§ Instructions to follow:
Would you please transcribe the records below exactly, leaving out the pictures?

Entries shown section start

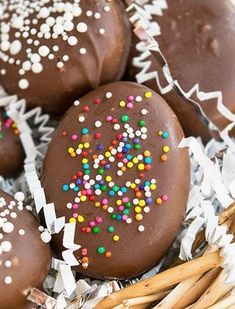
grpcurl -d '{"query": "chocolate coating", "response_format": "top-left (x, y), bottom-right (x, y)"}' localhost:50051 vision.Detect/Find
top-left (130, 0), bottom-right (235, 141)
top-left (0, 0), bottom-right (131, 115)
top-left (42, 82), bottom-right (190, 279)
top-left (0, 191), bottom-right (51, 309)
top-left (0, 110), bottom-right (25, 178)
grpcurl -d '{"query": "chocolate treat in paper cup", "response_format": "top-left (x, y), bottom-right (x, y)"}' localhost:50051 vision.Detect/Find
top-left (128, 0), bottom-right (235, 142)
top-left (41, 81), bottom-right (190, 280)
top-left (0, 0), bottom-right (131, 116)
top-left (0, 190), bottom-right (51, 309)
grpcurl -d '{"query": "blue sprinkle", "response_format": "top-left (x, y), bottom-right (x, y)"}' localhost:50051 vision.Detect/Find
top-left (125, 144), bottom-right (132, 149)
top-left (127, 154), bottom-right (132, 161)
top-left (73, 186), bottom-right (79, 192)
top-left (109, 190), bottom-right (115, 196)
top-left (83, 163), bottom-right (89, 169)
top-left (76, 179), bottom-right (82, 185)
top-left (145, 181), bottom-right (151, 187)
top-left (82, 128), bottom-right (89, 135)
top-left (146, 198), bottom-right (152, 205)
top-left (62, 184), bottom-right (69, 192)
top-left (162, 131), bottom-right (169, 139)
top-left (94, 184), bottom-right (100, 189)
top-left (97, 144), bottom-right (103, 151)
top-left (121, 187), bottom-right (127, 193)
top-left (134, 138), bottom-right (140, 144)
top-left (144, 157), bottom-right (152, 164)
top-left (116, 214), bottom-right (122, 221)
top-left (122, 148), bottom-right (128, 154)
top-left (104, 164), bottom-right (111, 170)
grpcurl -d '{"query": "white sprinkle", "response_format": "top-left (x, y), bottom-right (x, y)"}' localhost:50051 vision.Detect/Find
top-left (46, 17), bottom-right (55, 27)
top-left (18, 78), bottom-right (29, 90)
top-left (135, 96), bottom-right (142, 102)
top-left (32, 63), bottom-right (43, 73)
top-left (1, 241), bottom-right (12, 252)
top-left (2, 222), bottom-right (14, 234)
top-left (14, 192), bottom-right (25, 202)
top-left (18, 229), bottom-right (25, 236)
top-left (107, 207), bottom-right (114, 213)
top-left (4, 276), bottom-right (12, 285)
top-left (40, 23), bottom-right (50, 33)
top-left (99, 28), bottom-right (105, 34)
top-left (106, 92), bottom-right (112, 99)
top-left (38, 45), bottom-right (50, 57)
top-left (79, 48), bottom-right (86, 55)
top-left (38, 226), bottom-right (44, 232)
top-left (95, 121), bottom-right (102, 128)
top-left (30, 53), bottom-right (41, 63)
top-left (114, 124), bottom-right (120, 130)
top-left (64, 21), bottom-right (74, 32)
top-left (73, 7), bottom-right (82, 17)
top-left (53, 23), bottom-right (64, 35)
top-left (57, 61), bottom-right (64, 69)
top-left (144, 206), bottom-right (150, 213)
top-left (126, 218), bottom-right (132, 224)
top-left (68, 36), bottom-right (78, 46)
top-left (12, 17), bottom-right (23, 29)
top-left (5, 260), bottom-right (12, 268)
top-left (1, 41), bottom-right (10, 52)
top-left (74, 100), bottom-right (80, 106)
top-left (138, 225), bottom-right (145, 232)
top-left (86, 10), bottom-right (93, 17)
top-left (78, 115), bottom-right (85, 123)
top-left (94, 13), bottom-right (101, 19)
top-left (77, 22), bottom-right (88, 33)
top-left (141, 109), bottom-right (149, 115)
top-left (40, 230), bottom-right (52, 243)
top-left (10, 40), bottom-right (22, 55)
top-left (117, 170), bottom-right (123, 176)
top-left (39, 7), bottom-right (50, 19)
top-left (104, 6), bottom-right (110, 12)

Entries shown section end

§ Expected answer:
grpcurl -d '{"query": "chocolate coating", "response_format": "top-left (x, y), bottom-right (x, y)"}' localhost:50051 vision.Detect/Find
top-left (130, 0), bottom-right (235, 141)
top-left (0, 0), bottom-right (131, 115)
top-left (42, 82), bottom-right (190, 279)
top-left (0, 191), bottom-right (51, 309)
top-left (0, 110), bottom-right (25, 178)
grpcurl -d '{"query": "chocolate treat in paper cup", "response_format": "top-left (x, y), bottom-right (x, y)"}' localhost:50051 vision.Detect/Find
top-left (128, 0), bottom-right (235, 142)
top-left (41, 81), bottom-right (190, 280)
top-left (0, 0), bottom-right (131, 116)
top-left (0, 190), bottom-right (51, 309)
grpcurl -d '{"query": "blue sprinkle", "response_format": "top-left (x, y), bottom-right (x, y)"}' localhost:50051 vision.Detect/Find
top-left (125, 144), bottom-right (132, 149)
top-left (127, 154), bottom-right (132, 161)
top-left (73, 186), bottom-right (79, 192)
top-left (109, 190), bottom-right (115, 196)
top-left (83, 163), bottom-right (89, 169)
top-left (76, 179), bottom-right (82, 185)
top-left (145, 181), bottom-right (151, 187)
top-left (82, 128), bottom-right (89, 135)
top-left (146, 198), bottom-right (152, 205)
top-left (62, 184), bottom-right (69, 192)
top-left (162, 131), bottom-right (169, 139)
top-left (94, 184), bottom-right (100, 189)
top-left (97, 144), bottom-right (103, 151)
top-left (121, 187), bottom-right (127, 193)
top-left (134, 138), bottom-right (140, 144)
top-left (144, 157), bottom-right (152, 164)
top-left (116, 214), bottom-right (122, 221)
top-left (122, 148), bottom-right (128, 154)
top-left (104, 164), bottom-right (111, 170)
grpcurl -d '{"query": "white sprinkle", "response_format": "top-left (x, y), bottom-right (x, y)"}' localhost:50051 vision.Detect/Find
top-left (46, 17), bottom-right (55, 27)
top-left (18, 78), bottom-right (29, 90)
top-left (135, 96), bottom-right (142, 102)
top-left (32, 63), bottom-right (43, 73)
top-left (1, 241), bottom-right (12, 252)
top-left (2, 222), bottom-right (14, 234)
top-left (14, 192), bottom-right (25, 202)
top-left (18, 229), bottom-right (25, 236)
top-left (107, 207), bottom-right (114, 213)
top-left (4, 276), bottom-right (12, 285)
top-left (40, 23), bottom-right (50, 33)
top-left (99, 28), bottom-right (105, 34)
top-left (106, 92), bottom-right (112, 99)
top-left (38, 45), bottom-right (50, 57)
top-left (79, 48), bottom-right (86, 55)
top-left (38, 226), bottom-right (44, 232)
top-left (95, 121), bottom-right (102, 128)
top-left (30, 53), bottom-right (41, 63)
top-left (114, 124), bottom-right (120, 130)
top-left (64, 21), bottom-right (74, 32)
top-left (73, 7), bottom-right (82, 17)
top-left (53, 23), bottom-right (64, 35)
top-left (57, 61), bottom-right (64, 69)
top-left (144, 206), bottom-right (150, 213)
top-left (126, 218), bottom-right (132, 224)
top-left (68, 36), bottom-right (78, 46)
top-left (12, 17), bottom-right (23, 29)
top-left (5, 260), bottom-right (12, 268)
top-left (1, 41), bottom-right (10, 52)
top-left (74, 100), bottom-right (80, 106)
top-left (138, 225), bottom-right (145, 232)
top-left (86, 10), bottom-right (93, 17)
top-left (78, 115), bottom-right (85, 123)
top-left (94, 13), bottom-right (101, 19)
top-left (77, 22), bottom-right (88, 33)
top-left (141, 109), bottom-right (149, 115)
top-left (40, 230), bottom-right (52, 243)
top-left (10, 40), bottom-right (22, 55)
top-left (117, 170), bottom-right (123, 176)
top-left (39, 7), bottom-right (50, 19)
top-left (104, 6), bottom-right (110, 12)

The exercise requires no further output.